● Reading text
Use this file to discover all available pages before exploring further.

The truss train command provides subcommands for managing the full training job lifecycle.
truss train [COMMAND] [OPTIONS]

init

Initialize a training project from templates or create an empty project.
truss train init [OPTIONS]

Options

}
--list-examples
List all available examples.
--target-directory
TEXT
--examples
TEXT
--log
humanfriendly | W | WARNING | I | INFO | D | DEBUG
default:"humanfriendly"
Customizes logging.
--non-interactive
Disables interactive prompts, use in CI / automated execution contexts.

Examples

Initialize a project from a template:
truss train init --examples qwen3-8b-lora-dpo-trl
Initialize multiple templates:
truss train init --examples qwen3-8b-lora-dpo-trl,qwen3-8b-lora-verl
List available templates:
truss train init --list-examples
Create an empty training project:
truss train init

push

Submit and run a training job.
truss train push [OPTIONS] CONFIG

Arguments

CONFIG
string
required
Path to the training configuration file (for example, config.py).

Options

}
--remote
TEXT
Remote to use.
--tail
Tail for status + logs after push.
--job-name
TEXT
Name of the training job.
--team
TEXT
Team name for the training project
The --team flag is only available if your organization has teams enabled. Contact us to enable teams, or see Teams for more information.
--interactive
on_startup | on_failure | on_demand
Interactive session trigger mode
--interactive-timeout-minutes
INTEGER
Interactive session timeout in minutes
--accelerator
TEXT
Accelerator type and count (e.g., H200:8)
--node-count
INTEGER
Number of compute nodes
--entrypoint
TEXT
Entrypoint command.
--priority
INTEGER
Job priority (higher values run first when capacity frees up).
--log
humanfriendly | W | WARNING | I | INFO | D | DEBUG
default:"humanfriendly"
Customizes logging.
--non-interactive
Disables interactive prompts, use in CI / automated execution contexts.

Examples

Submit a training job:
truss train push config.py
Submit and stream logs:
truss train push config.py --tail
Submit to a specific team:
truss train push config.py --team my-team-name
Submit with a custom job name:
truss train push config.py --job-name fine-tune-v1

logs

Fetch and stream logs from a training job.
truss train logs [OPTIONS]

Options

}
--remote
TEXT
Remote to use.
--project-id
TEXT
Project ID.
--project
TEXT
Project name or project id.
--job-id
TEXT
Job ID.
--tail
Tail for ongoing logs.
--log
humanfriendly | W | WARNING | I | INFO | D | DEBUG
default:"humanfriendly"
Customizes logging.

● Data records
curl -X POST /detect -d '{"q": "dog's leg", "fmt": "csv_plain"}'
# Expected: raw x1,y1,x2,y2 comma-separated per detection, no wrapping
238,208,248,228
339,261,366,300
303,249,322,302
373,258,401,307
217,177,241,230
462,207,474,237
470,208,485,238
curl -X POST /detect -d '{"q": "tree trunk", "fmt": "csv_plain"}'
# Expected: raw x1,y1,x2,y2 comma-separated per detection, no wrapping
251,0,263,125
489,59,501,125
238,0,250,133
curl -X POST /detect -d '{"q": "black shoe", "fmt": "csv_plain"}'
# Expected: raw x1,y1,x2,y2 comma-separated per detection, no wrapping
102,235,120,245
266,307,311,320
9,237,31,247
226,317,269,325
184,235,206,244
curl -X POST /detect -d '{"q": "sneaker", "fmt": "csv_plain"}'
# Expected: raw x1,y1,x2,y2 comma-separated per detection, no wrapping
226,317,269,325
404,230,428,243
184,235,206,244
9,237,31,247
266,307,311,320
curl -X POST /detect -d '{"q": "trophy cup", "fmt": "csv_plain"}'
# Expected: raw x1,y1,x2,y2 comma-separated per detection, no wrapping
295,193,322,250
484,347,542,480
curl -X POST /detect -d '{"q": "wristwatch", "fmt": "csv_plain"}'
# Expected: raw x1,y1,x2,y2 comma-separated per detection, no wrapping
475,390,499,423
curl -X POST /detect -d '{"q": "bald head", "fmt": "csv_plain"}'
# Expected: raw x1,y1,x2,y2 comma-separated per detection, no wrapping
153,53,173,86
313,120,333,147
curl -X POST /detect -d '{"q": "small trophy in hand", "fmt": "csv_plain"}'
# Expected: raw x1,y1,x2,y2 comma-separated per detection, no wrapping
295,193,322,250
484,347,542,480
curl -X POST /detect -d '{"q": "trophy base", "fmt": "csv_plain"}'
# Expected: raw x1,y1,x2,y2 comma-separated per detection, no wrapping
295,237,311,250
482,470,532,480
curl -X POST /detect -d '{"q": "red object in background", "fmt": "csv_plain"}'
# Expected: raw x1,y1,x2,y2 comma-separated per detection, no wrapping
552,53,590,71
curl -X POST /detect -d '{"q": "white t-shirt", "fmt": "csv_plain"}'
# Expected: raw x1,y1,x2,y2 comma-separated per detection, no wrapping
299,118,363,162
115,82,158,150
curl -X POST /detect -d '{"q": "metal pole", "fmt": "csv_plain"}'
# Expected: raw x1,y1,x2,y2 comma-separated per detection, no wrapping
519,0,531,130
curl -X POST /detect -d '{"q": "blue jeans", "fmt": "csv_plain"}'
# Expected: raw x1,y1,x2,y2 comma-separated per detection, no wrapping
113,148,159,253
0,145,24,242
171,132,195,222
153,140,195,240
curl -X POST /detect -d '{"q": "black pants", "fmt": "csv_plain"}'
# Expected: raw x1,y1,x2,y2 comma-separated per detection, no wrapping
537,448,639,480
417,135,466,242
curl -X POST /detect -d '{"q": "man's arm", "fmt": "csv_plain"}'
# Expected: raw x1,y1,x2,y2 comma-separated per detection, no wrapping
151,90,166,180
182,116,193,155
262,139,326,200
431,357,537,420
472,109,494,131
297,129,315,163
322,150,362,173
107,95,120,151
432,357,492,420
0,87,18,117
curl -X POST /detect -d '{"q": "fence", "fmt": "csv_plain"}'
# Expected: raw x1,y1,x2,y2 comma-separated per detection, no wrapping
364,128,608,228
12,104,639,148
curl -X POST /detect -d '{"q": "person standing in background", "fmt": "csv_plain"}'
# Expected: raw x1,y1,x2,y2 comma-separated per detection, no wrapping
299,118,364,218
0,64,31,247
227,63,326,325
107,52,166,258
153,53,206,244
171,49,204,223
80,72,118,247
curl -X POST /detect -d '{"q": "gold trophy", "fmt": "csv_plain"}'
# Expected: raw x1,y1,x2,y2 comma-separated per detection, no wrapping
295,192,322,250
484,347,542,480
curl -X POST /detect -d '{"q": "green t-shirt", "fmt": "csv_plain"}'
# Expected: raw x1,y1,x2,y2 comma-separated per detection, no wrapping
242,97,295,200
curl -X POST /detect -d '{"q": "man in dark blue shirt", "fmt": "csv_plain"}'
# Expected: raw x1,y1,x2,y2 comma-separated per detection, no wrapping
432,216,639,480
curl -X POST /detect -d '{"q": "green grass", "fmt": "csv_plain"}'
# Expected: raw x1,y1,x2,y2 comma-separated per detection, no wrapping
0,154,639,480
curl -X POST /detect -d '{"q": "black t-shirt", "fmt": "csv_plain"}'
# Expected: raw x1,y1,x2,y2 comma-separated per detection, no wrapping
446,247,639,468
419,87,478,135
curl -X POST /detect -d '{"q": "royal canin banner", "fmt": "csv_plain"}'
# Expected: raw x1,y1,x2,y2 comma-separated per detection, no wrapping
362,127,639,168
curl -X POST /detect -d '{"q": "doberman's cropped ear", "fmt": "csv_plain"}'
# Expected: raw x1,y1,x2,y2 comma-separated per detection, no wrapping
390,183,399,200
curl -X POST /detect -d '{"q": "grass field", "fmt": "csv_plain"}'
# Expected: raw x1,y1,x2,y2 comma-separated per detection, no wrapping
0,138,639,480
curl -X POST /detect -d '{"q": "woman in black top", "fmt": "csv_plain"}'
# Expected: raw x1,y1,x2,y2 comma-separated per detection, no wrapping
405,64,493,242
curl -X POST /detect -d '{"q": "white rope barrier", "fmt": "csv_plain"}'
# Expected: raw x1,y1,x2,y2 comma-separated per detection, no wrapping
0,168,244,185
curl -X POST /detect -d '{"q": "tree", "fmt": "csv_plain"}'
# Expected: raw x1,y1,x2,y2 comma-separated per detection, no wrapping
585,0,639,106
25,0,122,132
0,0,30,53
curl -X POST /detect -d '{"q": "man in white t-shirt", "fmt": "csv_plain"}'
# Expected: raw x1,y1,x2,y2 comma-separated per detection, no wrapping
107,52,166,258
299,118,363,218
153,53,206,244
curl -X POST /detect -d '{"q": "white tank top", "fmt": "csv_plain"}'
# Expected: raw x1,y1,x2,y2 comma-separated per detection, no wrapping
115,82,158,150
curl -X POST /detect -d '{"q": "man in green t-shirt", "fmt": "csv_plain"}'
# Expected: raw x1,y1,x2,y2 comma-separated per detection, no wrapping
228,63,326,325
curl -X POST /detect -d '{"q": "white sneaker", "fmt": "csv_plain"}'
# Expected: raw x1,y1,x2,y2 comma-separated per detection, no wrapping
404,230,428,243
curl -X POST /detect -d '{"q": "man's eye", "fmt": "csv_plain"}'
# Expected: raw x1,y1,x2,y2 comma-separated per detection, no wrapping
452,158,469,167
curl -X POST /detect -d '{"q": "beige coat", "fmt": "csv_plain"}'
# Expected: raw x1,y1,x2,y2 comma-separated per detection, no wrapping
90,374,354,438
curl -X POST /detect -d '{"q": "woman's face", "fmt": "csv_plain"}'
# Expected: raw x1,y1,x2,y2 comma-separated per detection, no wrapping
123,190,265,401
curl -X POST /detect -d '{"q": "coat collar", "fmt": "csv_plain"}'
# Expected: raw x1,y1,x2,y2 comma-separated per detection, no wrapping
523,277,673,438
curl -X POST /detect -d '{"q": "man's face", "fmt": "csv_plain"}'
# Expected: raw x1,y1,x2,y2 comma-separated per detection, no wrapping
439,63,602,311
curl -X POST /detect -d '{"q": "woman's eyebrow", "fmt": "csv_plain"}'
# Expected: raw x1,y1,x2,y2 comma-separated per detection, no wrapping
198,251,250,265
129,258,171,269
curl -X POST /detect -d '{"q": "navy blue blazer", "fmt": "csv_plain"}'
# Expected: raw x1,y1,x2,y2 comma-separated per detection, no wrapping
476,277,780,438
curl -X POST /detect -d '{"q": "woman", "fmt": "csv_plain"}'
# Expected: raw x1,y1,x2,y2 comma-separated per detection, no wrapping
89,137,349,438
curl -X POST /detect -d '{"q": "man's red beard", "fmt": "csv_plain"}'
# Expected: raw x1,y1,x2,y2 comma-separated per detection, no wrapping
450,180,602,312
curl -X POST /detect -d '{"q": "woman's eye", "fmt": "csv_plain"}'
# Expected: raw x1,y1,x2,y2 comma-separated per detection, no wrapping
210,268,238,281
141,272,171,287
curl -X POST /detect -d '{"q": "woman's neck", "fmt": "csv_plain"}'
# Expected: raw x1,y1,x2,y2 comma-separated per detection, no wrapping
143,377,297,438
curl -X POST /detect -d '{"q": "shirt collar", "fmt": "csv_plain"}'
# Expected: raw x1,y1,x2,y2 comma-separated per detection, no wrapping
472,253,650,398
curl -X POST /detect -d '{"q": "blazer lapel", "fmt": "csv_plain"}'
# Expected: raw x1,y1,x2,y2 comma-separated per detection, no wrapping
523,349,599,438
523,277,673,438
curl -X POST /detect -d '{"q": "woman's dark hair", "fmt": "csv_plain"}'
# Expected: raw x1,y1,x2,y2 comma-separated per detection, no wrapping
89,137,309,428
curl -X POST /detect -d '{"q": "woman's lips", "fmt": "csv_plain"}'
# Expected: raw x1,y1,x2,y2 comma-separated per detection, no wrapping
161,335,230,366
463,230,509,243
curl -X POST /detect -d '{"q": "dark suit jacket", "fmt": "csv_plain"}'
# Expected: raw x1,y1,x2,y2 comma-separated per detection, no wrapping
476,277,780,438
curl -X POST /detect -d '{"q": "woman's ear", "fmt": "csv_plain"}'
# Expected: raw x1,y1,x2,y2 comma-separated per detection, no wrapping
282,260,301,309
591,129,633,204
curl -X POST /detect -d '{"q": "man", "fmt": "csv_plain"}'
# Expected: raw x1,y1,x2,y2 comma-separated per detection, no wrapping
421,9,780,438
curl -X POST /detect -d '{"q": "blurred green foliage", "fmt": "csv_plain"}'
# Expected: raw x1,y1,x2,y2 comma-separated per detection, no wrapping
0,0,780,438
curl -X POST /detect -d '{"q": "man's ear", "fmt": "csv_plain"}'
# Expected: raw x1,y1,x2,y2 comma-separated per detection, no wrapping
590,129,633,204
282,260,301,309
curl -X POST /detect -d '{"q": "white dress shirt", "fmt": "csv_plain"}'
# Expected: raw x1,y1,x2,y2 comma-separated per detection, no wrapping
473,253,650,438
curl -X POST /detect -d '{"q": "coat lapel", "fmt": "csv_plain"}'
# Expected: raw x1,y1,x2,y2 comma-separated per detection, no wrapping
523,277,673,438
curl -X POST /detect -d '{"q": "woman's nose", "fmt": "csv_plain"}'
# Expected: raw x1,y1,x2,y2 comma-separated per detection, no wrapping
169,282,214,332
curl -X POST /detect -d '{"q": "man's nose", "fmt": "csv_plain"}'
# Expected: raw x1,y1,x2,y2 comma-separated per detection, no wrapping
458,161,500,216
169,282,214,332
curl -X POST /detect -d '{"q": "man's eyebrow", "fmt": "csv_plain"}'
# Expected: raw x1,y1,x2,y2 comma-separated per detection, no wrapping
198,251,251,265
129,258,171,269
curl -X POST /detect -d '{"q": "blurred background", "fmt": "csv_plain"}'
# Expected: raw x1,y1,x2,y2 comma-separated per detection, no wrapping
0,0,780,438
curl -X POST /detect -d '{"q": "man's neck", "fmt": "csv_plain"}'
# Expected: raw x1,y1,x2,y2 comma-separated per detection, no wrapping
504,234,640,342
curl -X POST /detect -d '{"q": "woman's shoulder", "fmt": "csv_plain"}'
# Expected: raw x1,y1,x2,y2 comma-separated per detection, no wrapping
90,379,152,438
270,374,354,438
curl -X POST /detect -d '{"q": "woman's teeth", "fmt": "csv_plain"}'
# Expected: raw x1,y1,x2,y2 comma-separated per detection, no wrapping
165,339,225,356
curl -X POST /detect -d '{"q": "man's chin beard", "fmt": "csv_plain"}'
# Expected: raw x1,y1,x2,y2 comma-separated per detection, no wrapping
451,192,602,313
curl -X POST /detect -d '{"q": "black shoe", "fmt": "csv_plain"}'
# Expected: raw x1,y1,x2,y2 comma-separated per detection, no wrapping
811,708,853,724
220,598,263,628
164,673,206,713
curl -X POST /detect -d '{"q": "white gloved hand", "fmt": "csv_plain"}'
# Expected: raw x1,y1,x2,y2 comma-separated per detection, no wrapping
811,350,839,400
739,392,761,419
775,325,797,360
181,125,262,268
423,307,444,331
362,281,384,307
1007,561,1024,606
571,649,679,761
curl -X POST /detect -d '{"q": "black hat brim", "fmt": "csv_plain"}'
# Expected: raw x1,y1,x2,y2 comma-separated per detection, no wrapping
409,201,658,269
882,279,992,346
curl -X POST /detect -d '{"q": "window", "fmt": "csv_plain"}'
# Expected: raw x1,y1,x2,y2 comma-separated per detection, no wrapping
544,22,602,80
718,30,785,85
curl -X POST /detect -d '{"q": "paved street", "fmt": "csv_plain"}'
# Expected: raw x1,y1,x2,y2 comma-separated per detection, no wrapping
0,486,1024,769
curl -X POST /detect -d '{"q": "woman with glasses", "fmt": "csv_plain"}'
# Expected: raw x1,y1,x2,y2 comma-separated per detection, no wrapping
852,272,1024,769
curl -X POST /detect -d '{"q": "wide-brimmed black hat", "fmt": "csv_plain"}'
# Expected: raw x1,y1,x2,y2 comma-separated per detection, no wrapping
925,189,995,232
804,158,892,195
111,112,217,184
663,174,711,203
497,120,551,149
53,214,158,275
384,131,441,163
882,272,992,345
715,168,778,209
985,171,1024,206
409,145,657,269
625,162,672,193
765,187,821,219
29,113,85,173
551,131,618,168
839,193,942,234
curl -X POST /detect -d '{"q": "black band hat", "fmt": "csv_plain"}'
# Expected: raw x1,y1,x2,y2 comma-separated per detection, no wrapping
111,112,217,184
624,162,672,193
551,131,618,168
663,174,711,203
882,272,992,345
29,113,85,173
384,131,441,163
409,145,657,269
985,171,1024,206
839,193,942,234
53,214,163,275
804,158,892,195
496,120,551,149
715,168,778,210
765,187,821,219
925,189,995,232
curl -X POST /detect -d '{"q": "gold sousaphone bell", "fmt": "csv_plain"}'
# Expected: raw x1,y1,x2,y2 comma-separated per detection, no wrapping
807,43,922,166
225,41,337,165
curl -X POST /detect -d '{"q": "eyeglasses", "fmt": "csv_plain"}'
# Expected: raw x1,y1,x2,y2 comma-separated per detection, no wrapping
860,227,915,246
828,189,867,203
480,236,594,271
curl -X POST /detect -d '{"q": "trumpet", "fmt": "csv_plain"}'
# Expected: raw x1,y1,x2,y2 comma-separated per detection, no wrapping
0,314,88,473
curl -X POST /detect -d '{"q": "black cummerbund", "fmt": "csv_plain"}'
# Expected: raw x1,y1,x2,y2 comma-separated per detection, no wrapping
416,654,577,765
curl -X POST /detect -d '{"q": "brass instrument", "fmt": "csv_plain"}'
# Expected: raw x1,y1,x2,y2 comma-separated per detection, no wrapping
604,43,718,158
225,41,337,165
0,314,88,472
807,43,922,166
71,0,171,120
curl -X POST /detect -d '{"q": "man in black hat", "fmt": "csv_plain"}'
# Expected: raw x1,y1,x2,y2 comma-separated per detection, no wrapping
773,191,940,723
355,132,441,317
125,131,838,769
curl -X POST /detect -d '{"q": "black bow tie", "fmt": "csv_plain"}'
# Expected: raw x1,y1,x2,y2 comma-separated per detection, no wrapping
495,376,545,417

● Work to complete
Write a continuation of the truss train command reference, picking up after its last line. The listing is separate material and has no connection to the truss train command reference.

● Result
--non-interactive
Disables interactive prompts, use in CI / automated execution contexts.

Examples

Stream logs for a specific job:
truss train logs --job-id abc123 --tail
View logs for a job without streaming:
truss train logs --job-id abc123

metrics

View real-time metrics for a training job including CPU, GPU, and storage usage.
truss train metrics [OPTIONS]

Options

}
--project-id
TEXT
Project ID.
--project
TEXT
Project name or project id.
--job-id
TEXT
Job ID.
--remote
TEXT
Remote to use.
--log
humanfriendly | W | WARNING | I | INFO | D | DEBUG
default:"humanfriendly"
Customizes logging.
--non-interactive
Disables interactive prompts, use in CI / automated execution contexts.

Examples

View metrics for a specific job:
truss train metrics --job-id abc123

view

List training projects and jobs, or view details for a specific job. This command lists jobs in the TRAINING_JOB_PENDING state (waiting for GPU capacity) alongside other active jobs.
truss train view [OPTIONS]

Options

}
--project-id
TEXT
View training jobs for a project.
--project
TEXT
Project name or project id.
--job-id
TEXT
View a specific training job.
--remote
TEXT
Remote to use.
--log
humanfriendly | W | WARNING | I | INFO | D | DEBUG
default:"humanfriendly"
Customizes logging.
--non-interactive
Disables interactive prompts, use in CI / automated execution contexts.

Examples

List all training projects:
truss train view
View jobs in a specific project:
truss train view --project my-project
View details for a specific job:
truss train view --job-id abc123

stop

Stop a running or pending training job.
truss train stop [OPTIONS]

Options

}
--project-id
TEXT
Project ID.
--project
TEXT
Project name or project id.
--job-id
TEXT
Job ID.
--all
Stop all running jobs.
--remote
TEXT
Remote to use.
--log
humanfriendly | W | WARNING | I | INFO | D | DEBUG
default:"humanfriendly"
Customizes logging.
--non-interactive
Disables interactive prompts, use in CI / automated execution contexts.

Examples

Stop a specific job:
truss train stop --job-id abc123
Stop all running jobs:
truss train stop --all

recreate

Recreate an existing training job with the same configuration.
truss train recreate [OPTIONS]

Options

}
--job-id
TEXT
Job ID of Training Job to recreate
--remote
TEXT
Remote to use.
--tail
Tail for status + logs after recreation.
--log
humanfriendly | W | WARNING | I | INFO | D | DEBUG
default:"humanfriendly"
Customizes logging.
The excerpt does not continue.